* WHAT YOU WILL DO: Count the lines below that contain the string "wall", and reply with the number alone.

* start *

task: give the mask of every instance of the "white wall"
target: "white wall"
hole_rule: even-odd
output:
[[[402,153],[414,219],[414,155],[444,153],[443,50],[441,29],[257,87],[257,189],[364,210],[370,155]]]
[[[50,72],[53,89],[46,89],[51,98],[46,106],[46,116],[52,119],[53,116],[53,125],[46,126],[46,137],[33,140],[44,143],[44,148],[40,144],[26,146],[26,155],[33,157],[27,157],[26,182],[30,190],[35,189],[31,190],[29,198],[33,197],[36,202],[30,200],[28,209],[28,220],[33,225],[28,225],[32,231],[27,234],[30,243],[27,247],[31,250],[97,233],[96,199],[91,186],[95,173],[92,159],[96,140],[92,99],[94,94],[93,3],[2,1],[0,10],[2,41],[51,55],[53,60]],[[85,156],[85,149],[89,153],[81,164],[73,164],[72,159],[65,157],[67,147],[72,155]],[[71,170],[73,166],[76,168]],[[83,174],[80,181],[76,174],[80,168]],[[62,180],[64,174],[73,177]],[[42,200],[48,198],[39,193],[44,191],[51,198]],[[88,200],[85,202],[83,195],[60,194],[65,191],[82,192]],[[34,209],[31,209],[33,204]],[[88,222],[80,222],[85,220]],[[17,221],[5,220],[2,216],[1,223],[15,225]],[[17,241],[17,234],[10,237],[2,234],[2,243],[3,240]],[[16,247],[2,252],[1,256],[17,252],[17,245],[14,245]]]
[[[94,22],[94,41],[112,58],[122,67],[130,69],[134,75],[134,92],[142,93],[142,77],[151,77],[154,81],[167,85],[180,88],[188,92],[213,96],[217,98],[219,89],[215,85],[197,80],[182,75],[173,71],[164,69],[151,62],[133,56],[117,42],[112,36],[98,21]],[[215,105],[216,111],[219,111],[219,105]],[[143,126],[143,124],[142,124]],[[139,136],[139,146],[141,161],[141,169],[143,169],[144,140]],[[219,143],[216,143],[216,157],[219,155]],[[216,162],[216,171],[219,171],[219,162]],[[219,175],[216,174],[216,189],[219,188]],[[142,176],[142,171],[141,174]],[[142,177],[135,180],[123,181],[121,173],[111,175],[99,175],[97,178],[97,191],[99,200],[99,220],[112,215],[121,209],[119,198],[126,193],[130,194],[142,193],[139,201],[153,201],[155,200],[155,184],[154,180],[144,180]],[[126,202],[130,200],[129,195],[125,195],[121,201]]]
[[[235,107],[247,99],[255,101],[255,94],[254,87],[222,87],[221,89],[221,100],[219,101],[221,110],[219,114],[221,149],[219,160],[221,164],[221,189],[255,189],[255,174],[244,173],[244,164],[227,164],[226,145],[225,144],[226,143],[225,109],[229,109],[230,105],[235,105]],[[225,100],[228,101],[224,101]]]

* end *

* TASK RESPONSE: 2